**REQUIRED WORK**
Reproduce every line of the listing below, requests included, but multiply each pixel coordinate in the answer points by 0.95 and round to the nearest whole number, with halves rounding up. Omit the pictures from your response.

**GIVEN RECORDS**
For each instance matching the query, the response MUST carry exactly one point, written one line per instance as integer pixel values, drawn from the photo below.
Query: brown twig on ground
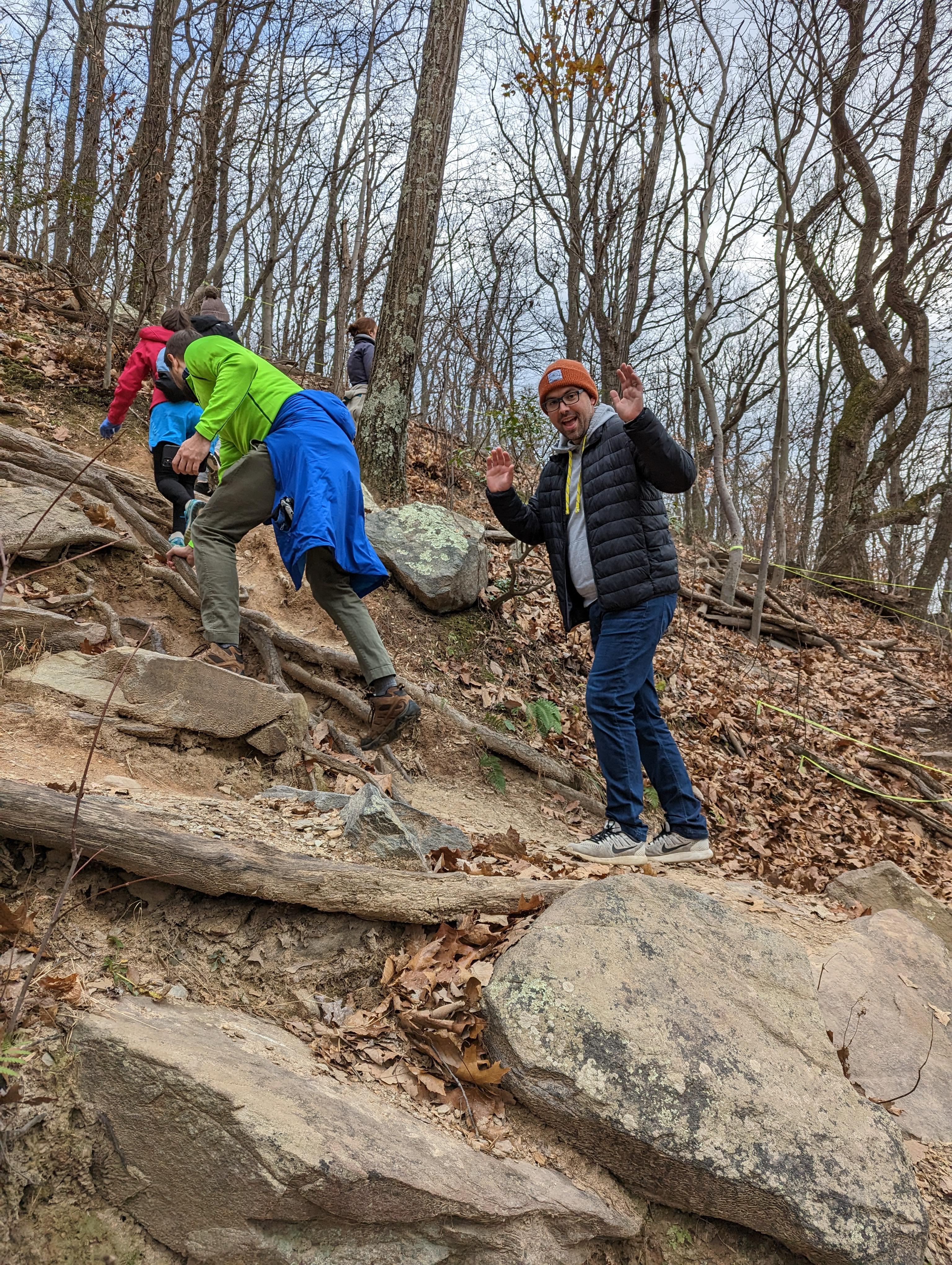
(155, 636)
(75, 854)
(854, 780)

**SOLUTION TO THE EXERCISE**
For each instance matching the query, the response MUST carry exactly one point, written one line per instance as integer pixel values, drawn from the photo below.
Query: brown twig on ground
(147, 604)
(71, 811)
(811, 741)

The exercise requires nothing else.